> **Texte source**:
-.-.-

Face au courage d’Israël, la voix de la France ne peut céder à la lâcheté
Monsieur François BAYROU
Premier Ministre
Hôtel de Matignon
57, rue de Varenne 75007 Paris
Paris, le 1er juillet 2025
Monsieur le Premier Ministre,
Dans son recueil de réflexions Regards sur le monde actuel, Paul Valéry écrivait en 1936 : « Le temps du monde fini commence », pressentant les bouleversements géopolitiques inéluctables, la fragilité de l’ordre international, la montée des totalitarismes qui allaient faire vaciller l’Europe et les moyens vertigineux de l’Homme pour concourir à sa propre fin. À cette époque déjà, l’Europe voyait s’effondrer les digues de la paix devant le réarmement de l’Allemagne nazie, en totale violation des traités et dans une indifférence tragique des démocraties occidentales.
Au nom de l’apaisement, et par excès de prudence, des efforts diplomatiques vains furent menés pour retarder l’inéluctable. Mais l’impuissance de la parole a laissé la place à la brutalité des faits et au déshonneur de ceux qui avaient préféré le dialogue au rapport de force, la crédulité coupable devant les engagements de l’ennemi à la responsabilité face à l’Histoire.
Près de quatre-vingt-dix ans plus tard, l’Histoire semble vouloir se répéter, non pas à l’identique, mais dans la logique profonde de ses ressorts éternels. Aujourd’hui, c’est la République islamique d’Iran qui défie l’ordre mondial. Dans une ère où l’arme nucléaire possède la capacité d’effacer des civilisations entières, son accès par un régime théocratique et islamiste, animé par une idéologie d’apocalypse et d’oppression, représente un danger d’ampleur globale.

-.-.-

> **Lignes de données**:
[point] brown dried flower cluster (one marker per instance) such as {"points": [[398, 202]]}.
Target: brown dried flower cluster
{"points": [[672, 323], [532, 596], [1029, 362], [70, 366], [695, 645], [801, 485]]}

-.-.-

> **Consignes**:
1. Réécrivez tout le passage de la lettre au Premier ministre qui va de "Au nom de l’apaisement, et" jusqu’à "danger d’ampleur globale.", en substituant "compromis" à "dialogue".
2. Rédigez la suite de la lettre au Premier ministre à partir de sa dernière phrase.
Ces lignes ont une autre origine que la lettre au Premier ministre.

> **Corrigé par tâche**:
1.
Au nom de l’apaisement, et par excès de prudence, des efforts diplomatiques vains furent menés pour retarder l’inéluctable. Mais l’impuissance de la parole a laissé la place à la brutalité des faits et au déshonneur de ceux qui avaient préféré le compromis au rapport de force, la crédulité coupable devant les engagements de l’ennemi à la responsabilité face à l’Histoire.
Près de quatre-vingt-dix ans plus tard, l’Histoire semble vouloir se répéter, non pas à l’identique, mais dans la logique profonde de ses ressorts éternels. Aujourd’hui, c’est la République islamique d’Iran qui défie l’ordre mondial. Dans une ère où l’arme nucléaire possède la capacité d’effacer des civilisations entières, son accès par un régime théocratique et islamiste, animé par une idéologie d’apocalypse et d’oppression, représente un danger d’ampleur globale.

2.
Ce n’est pas seulement Israël qui est menacé, c’est l’Europe elle-même, dans sa proximité géographique, dans sa vulnérabilité stratégique, dans son refus catégorique de la confrontation, toujours bercée dans l’illusion des dividendes de la paix et de l’annihilation de la force par le droit, idéal à défendre mais qui s’effondre devant nous.
Les Gardiens de la Révolution iraniens, depuis plus de quarante ans, avancent patiemment, cyniquement, vers la possession de l’arme atomique, qu’ils envisagent non comme une garantie de paix mais comme un outil de sanctuarisation de leur régime, de pression et de destruction de leur antagonisme israélien, désigné à la face du monde comme la figure diabolique qu’ils se sont donné le devoir d’anéantir, dans une revitalisation géopolitique de la haine des Juifs ancestrale.
Face à un État qui viole en permanence le droit international, placé sous sanctions internationales depuis des décennies, nous ne pouvons laisser ce régime se réfugier derrière le droit pour se protéger. Le droit international n’est pas le refus de la puissance et de la guerre, mais l’encadrement des relations entre les États pour dissiper au mieux l’arbitraire et l’hubris tyrannique de ceux qui œuvrent à la déstabilisation de l’ordre international. Son instrumentalisation par des puissances prédatrices contre nos démocraties est une dérive dans laquelle la France ne doit pas sombrer.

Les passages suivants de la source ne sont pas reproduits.